> _What the task requires_
Present every line of the items below as a Markdown table with two columns, "Row" and "Line." Number each row, and omit any blank lines.

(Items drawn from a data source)
________________________

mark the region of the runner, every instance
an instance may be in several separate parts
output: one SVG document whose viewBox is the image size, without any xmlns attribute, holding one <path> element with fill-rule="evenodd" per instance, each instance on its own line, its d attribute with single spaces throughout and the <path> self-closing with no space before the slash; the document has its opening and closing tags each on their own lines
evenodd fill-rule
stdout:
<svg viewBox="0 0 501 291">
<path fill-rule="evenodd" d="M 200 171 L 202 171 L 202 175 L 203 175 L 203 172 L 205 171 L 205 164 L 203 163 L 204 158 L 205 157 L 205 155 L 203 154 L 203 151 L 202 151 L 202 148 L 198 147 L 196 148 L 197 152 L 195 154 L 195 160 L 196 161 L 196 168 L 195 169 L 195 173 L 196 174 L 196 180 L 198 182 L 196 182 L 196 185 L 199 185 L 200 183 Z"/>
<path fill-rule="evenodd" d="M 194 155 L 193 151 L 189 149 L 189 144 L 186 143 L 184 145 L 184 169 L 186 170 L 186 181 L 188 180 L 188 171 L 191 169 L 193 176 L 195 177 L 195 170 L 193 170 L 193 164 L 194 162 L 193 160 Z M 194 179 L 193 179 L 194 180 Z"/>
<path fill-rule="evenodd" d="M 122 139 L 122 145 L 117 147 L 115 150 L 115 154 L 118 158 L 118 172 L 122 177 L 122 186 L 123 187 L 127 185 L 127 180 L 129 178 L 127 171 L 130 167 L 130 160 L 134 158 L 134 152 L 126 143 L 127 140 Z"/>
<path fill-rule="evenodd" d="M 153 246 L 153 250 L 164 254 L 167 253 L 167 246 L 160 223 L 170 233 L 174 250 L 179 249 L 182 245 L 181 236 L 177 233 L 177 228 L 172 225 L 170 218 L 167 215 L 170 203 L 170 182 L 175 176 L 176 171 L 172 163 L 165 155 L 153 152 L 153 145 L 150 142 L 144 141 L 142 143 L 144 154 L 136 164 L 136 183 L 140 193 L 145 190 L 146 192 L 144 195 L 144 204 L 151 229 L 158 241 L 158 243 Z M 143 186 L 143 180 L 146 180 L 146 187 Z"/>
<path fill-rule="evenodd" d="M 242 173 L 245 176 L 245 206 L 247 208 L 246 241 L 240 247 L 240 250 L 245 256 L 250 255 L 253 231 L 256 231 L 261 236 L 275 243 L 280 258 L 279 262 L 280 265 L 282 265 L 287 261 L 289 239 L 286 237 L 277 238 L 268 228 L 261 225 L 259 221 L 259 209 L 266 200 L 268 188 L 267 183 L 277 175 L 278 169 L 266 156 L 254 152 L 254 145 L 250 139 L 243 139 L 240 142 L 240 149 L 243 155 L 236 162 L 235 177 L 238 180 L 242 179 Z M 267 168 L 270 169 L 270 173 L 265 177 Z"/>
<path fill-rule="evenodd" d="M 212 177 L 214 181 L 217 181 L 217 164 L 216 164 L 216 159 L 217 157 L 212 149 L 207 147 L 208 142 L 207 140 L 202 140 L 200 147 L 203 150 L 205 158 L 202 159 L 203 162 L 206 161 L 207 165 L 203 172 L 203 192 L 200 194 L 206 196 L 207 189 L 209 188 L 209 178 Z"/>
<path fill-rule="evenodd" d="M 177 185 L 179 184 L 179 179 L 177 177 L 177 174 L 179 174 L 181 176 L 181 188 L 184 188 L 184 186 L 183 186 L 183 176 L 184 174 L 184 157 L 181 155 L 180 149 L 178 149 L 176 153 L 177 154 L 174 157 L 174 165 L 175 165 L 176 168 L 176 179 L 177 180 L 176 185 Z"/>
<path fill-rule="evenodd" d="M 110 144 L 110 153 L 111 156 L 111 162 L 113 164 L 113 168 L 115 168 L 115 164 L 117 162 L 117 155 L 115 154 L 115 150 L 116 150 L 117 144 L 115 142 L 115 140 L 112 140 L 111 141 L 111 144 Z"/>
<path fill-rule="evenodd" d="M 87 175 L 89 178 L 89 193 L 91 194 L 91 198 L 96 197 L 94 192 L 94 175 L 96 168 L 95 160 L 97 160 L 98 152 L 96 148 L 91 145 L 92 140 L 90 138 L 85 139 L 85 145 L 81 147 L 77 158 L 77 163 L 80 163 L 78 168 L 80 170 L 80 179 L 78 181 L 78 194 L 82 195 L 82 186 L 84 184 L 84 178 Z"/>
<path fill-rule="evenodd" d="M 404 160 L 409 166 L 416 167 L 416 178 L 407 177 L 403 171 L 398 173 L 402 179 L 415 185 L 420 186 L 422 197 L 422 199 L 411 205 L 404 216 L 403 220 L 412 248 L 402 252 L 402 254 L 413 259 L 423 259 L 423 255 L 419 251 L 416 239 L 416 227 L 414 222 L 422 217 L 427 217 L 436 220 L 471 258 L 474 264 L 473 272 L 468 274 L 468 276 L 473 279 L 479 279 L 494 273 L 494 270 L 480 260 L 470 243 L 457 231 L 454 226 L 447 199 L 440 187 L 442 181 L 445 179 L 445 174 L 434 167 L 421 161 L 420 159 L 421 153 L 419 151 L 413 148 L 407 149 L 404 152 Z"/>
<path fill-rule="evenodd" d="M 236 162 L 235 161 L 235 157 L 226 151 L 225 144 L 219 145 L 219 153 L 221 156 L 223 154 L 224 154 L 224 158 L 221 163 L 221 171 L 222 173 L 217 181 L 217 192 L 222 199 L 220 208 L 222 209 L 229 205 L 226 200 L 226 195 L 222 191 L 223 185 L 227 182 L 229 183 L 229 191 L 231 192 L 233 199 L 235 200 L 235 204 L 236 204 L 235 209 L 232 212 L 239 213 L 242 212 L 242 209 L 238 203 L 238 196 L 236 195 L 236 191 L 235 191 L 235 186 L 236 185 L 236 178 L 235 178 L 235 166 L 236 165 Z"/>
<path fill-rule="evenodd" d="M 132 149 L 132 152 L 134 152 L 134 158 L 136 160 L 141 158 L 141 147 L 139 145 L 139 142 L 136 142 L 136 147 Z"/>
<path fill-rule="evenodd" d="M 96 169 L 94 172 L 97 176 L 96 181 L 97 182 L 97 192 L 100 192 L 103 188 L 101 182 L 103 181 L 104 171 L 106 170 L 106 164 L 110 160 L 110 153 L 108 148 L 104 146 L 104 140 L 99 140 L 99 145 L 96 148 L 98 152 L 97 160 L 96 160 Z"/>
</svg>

________________________

> _Written solution_
| Row | Line |
|---|---|
| 1 | mark the region of the runner, every instance |
| 2 | an instance may be in several separate parts |
| 3 | output: one SVG document whose viewBox is the image size, without any xmlns attribute, holding one <path> element with fill-rule="evenodd" per instance, each instance on its own line, its d attribute with single spaces throughout and the <path> self-closing with no space before the slash; the document has its opening and closing tags each on their own lines |
| 4 | evenodd fill-rule |
| 5 | stdout: |
| 6 | <svg viewBox="0 0 501 291"> |
| 7 | <path fill-rule="evenodd" d="M 200 171 L 202 171 L 202 175 L 203 175 L 203 172 L 205 171 L 205 164 L 203 163 L 204 158 L 205 157 L 205 155 L 203 154 L 203 151 L 202 151 L 202 148 L 198 147 L 196 148 L 197 152 L 195 154 L 195 160 L 196 161 L 196 168 L 195 169 L 195 173 L 196 174 L 196 180 L 198 182 L 196 182 L 196 185 L 199 185 L 200 183 Z"/> |
| 8 | <path fill-rule="evenodd" d="M 194 155 L 193 151 L 189 149 L 189 144 L 186 143 L 184 145 L 184 169 L 186 170 L 186 181 L 188 180 L 188 171 L 191 169 L 193 176 L 195 177 L 195 170 L 193 170 L 193 164 L 194 162 L 193 160 Z M 194 179 L 193 179 L 194 180 Z"/> |
| 9 | <path fill-rule="evenodd" d="M 122 139 L 122 145 L 117 147 L 115 150 L 115 154 L 118 158 L 118 172 L 122 177 L 122 186 L 123 187 L 127 185 L 127 180 L 129 178 L 127 171 L 130 167 L 130 160 L 134 158 L 134 152 L 126 143 L 127 140 Z"/> |
| 10 | <path fill-rule="evenodd" d="M 153 246 L 153 250 L 164 254 L 167 253 L 167 246 L 160 223 L 170 233 L 174 250 L 179 249 L 182 245 L 181 236 L 177 233 L 177 228 L 172 225 L 170 218 L 167 215 L 170 203 L 170 182 L 175 176 L 176 171 L 172 163 L 165 155 L 153 152 L 153 145 L 150 142 L 144 141 L 142 143 L 144 154 L 136 164 L 136 183 L 140 193 L 145 190 L 146 192 L 144 195 L 144 204 L 151 229 L 158 241 L 158 243 Z M 143 186 L 143 180 L 146 180 L 146 187 Z"/> |
| 11 | <path fill-rule="evenodd" d="M 242 173 L 245 176 L 245 206 L 247 208 L 246 241 L 240 247 L 240 250 L 245 256 L 250 255 L 253 231 L 256 231 L 261 236 L 275 243 L 280 258 L 279 262 L 280 265 L 282 265 L 287 261 L 289 239 L 286 237 L 277 238 L 268 228 L 261 225 L 259 221 L 259 209 L 266 200 L 268 188 L 267 183 L 277 175 L 278 169 L 266 156 L 254 152 L 254 145 L 250 139 L 243 139 L 240 142 L 240 149 L 243 155 L 236 162 L 235 177 L 238 180 L 242 179 Z M 267 168 L 270 169 L 270 173 L 265 177 Z"/> |
| 12 | <path fill-rule="evenodd" d="M 212 177 L 214 181 L 217 181 L 217 164 L 216 164 L 216 159 L 217 157 L 212 149 L 207 147 L 208 142 L 207 140 L 202 140 L 200 147 L 203 150 L 205 158 L 202 159 L 203 162 L 206 161 L 207 165 L 203 172 L 203 192 L 200 194 L 206 196 L 207 189 L 209 188 L 209 178 Z"/> |
| 13 | <path fill-rule="evenodd" d="M 177 185 L 179 184 L 179 179 L 177 177 L 177 174 L 179 174 L 181 176 L 181 188 L 184 188 L 184 186 L 183 186 L 183 176 L 184 174 L 184 157 L 181 155 L 180 149 L 178 149 L 176 153 L 177 154 L 174 157 L 174 165 L 175 165 L 176 168 L 176 179 L 177 180 L 176 185 Z"/> |
| 14 | <path fill-rule="evenodd" d="M 110 144 L 110 153 L 111 156 L 111 162 L 113 164 L 113 168 L 115 168 L 115 164 L 117 162 L 117 155 L 115 154 L 115 150 L 116 150 L 117 144 L 115 142 L 115 140 L 112 140 L 111 141 L 111 144 Z"/> |
| 15 | <path fill-rule="evenodd" d="M 87 175 L 89 178 L 89 193 L 91 194 L 91 198 L 96 197 L 94 192 L 94 175 L 96 168 L 95 160 L 97 160 L 98 152 L 96 148 L 91 145 L 92 140 L 90 138 L 85 139 L 85 145 L 81 147 L 77 158 L 77 163 L 80 163 L 78 168 L 80 170 L 80 179 L 78 181 L 78 194 L 82 195 L 82 186 L 84 184 L 84 178 Z"/> |
| 16 | <path fill-rule="evenodd" d="M 404 160 L 409 166 L 416 167 L 416 178 L 407 177 L 403 171 L 398 173 L 402 179 L 415 185 L 420 186 L 422 197 L 422 199 L 411 205 L 404 216 L 403 220 L 412 248 L 402 252 L 402 254 L 413 259 L 423 259 L 423 255 L 419 251 L 416 239 L 416 227 L 414 222 L 422 217 L 427 217 L 436 220 L 471 258 L 474 264 L 473 272 L 468 274 L 468 276 L 473 279 L 479 279 L 494 273 L 494 270 L 480 260 L 470 243 L 457 231 L 454 226 L 447 199 L 440 187 L 442 181 L 445 179 L 445 174 L 434 167 L 421 161 L 420 159 L 421 153 L 419 151 L 413 148 L 407 149 L 404 152 Z"/> |
| 17 | <path fill-rule="evenodd" d="M 236 162 L 235 161 L 235 157 L 226 151 L 225 144 L 219 145 L 219 153 L 221 156 L 223 154 L 224 154 L 224 158 L 221 163 L 221 171 L 222 173 L 217 181 L 217 192 L 222 199 L 220 208 L 222 209 L 229 205 L 226 200 L 226 195 L 222 191 L 223 185 L 227 182 L 229 183 L 229 191 L 231 192 L 233 199 L 235 200 L 235 204 L 236 204 L 235 209 L 232 212 L 239 213 L 242 212 L 242 209 L 238 203 L 238 196 L 236 195 L 236 191 L 235 191 L 235 186 L 236 185 L 236 178 L 235 178 L 235 166 L 236 165 Z"/> |
| 18 | <path fill-rule="evenodd" d="M 132 149 L 132 152 L 134 152 L 134 158 L 136 160 L 141 158 L 141 147 L 139 145 L 139 142 L 136 142 L 136 147 Z"/> |
| 19 | <path fill-rule="evenodd" d="M 96 169 L 94 172 L 97 176 L 96 181 L 97 182 L 97 192 L 100 192 L 103 188 L 101 182 L 103 181 L 104 171 L 106 170 L 106 164 L 110 160 L 110 153 L 108 148 L 104 146 L 104 140 L 99 140 L 99 145 L 96 148 L 98 152 L 97 160 L 96 160 Z"/> |
| 20 | </svg> |